任务说明:
a: 在这篇关于西安事变的访谈中,张学良发动事变前的1936年11月,中共哪场战役刚刚失利?
b: 接着续写这篇关于西安事变的访谈,从原文最后一句之后写起。

=== 原文 ===

杨奎松:张学良发动西安事变不只是逼蒋抗日
发生于1936年12月12日的“西安事变”,在中国近代史上具有重要意义。它促成了国共的第二次合作。抗日战争胜利后,内战爆发,历史的天平开始朝共产党倾斜。“西安事变”促成了这次转折,至今,它仍是国民党人心中无法抹平的伤痛。
随着相关档案的陆续公开,中国大陆学界对“西安事变”的研究也有了很多新的进展。我们需要从新的视角来审视这段历史。大陆近代史学者杨奎松教授接受了本报(《时代周报》—编者注)特约记者采访。他14年前写作的《西安事变新探》被国内外学界认为是该领域的扛鼎之作。
▍张学良想联合苏联
问:苏联在西安事变中是一个什么样的角色?发动之前苏联介入了吗?
答:没有。苏联对张学良不信任,因为1927年在北京抄苏联大使馆,杀李大钊,是张学良的父亲干的。1929年在东北抄苏联领事馆,收中东铁路,是张学良干的。而且,在中国当时的情况下,苏联重视的是谁能够领导中国抗日,这只能是蒋介石,靠张学良的部队是绝对不行的。因此他们坚持共产党要跟蒋介石去谈判。
问:张学良想加入共产党未获批准,主要也是苏联的一个决定。
答:那当然了。
问:张学良为什么发起西安事变?除了不想内战,想抗日外,有没有其他原因?
答:主要是跟中共中央的关系问题。在他发动事变前的1936年11月,中共接受苏联援助的武器装备的宁夏战役刚刚失利,损失很大,处在非常危险的状态。当时红军三个方面军已会合在甘肃北部,但国民党中央军也围追堵截过来,把红军逼到很小的一块地方,已无法继续生存了,中共中央只好决定重新再来一次长征,突破包围圈后想办法进山西、河南、陕西,经过一年左右再转回来。张学良跟中共中央已经密谋合作了很长时间,想要通过中共联合苏联。如果中共走了,张学良的这个计划也就彻底泡汤了。
问:张学良要联合苏联的目的是什么呢?
答:当然是要抗日,东北军拖家带口,离乡背井,跑到西北来能呆多久,整个东北人都想回东北啊。但靠蒋介石能打回东北吗?这一点张学良非常明白,蒋介石自己也讲得很明白,东北问题不是靠中国自己能解决的。张学良当时要回东北唯一可以指望的,只有苏联。因此,发动西安事变不是张学良单纯地想要逼蒋抗日的问题,最直接刺激他的原因是红军要走,他必须要把中共中央和红军留下来。
因为张学良抗日必须要联苏,而联苏他除了找中共,别无他途。如果红军走了,回不来,或者蒋介石把共产党消灭了,他也就没有联苏的希望了。另外,张学良这些人真的会天真到以为只要把蒋扣押起来,用枪指着蒋介石的脑袋,蒋介天就会答应他的条件吗?不可能的。

=== 所给数据 ===

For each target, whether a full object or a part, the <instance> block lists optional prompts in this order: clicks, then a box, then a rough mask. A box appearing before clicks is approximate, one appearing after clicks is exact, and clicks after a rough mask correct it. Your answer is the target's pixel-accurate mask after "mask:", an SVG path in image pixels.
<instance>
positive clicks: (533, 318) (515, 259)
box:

===

回答:
a: 宁夏战役。

b:
张学良扣押蒋实际上就已经做好了和蒋彻底翻脸的准备了。他事变当天在给中共中央的第一封电报里第一句话讲的就是:“蒋介石反革命面目已毕现。”以后他在给毛泽东去电要求知道苏联政府的态度时,问的也是苏联对他的“一二一二革命”(“一二一二革命”即“西安事变”。—编者注)有何意见。由此可知,张学良发动事变时其实就表明了准备站到中共和苏联一边,参加“革命”了。这已经超出打回东北老家去的目标了。
▍中共对和平解决没争议
问:张、杨发动西安事变之前,确实没有通知中共吗?说中共中央没有参与策划,这方面资料充分吗?
答:当然没参与,资料很充分。从当年留下来的电报资料看,张学良事先是试图通知中共的,但是他不敢通过电报通知中共,他曾经在事变前几天打电报给中共中央,急召中共中央负责和他联络的代表叶剑英马上到西安来。中共中央只看到12月7日张让叶剑英赶快过去,说是有重要事情相商,但并不知道重要的事情是什么,所以就没有让叶剑英马上去,而是让他等了几天,等因病准备去苏联的王稼祥一起动身。结果,12日就事变发动了,叶剑英动身时已经晚了。
问:西安事变发生后,在是否和平解决上,中共中央内部最初是有争议的,是不是?
答:我一直讲,这个说法不太准确。和平解决是中共从一开始就主张的,它并不希望因为西安事变造成全国内战。在这一点上中共中央内部没有什么争议。有争议的是,用什么方法来实现和平解决?因为中共领导人有人想趁机把蒋除掉,张闻天等人对此有保留。
问:问题是,把蒋除掉后,西安事变能够和平解决吗?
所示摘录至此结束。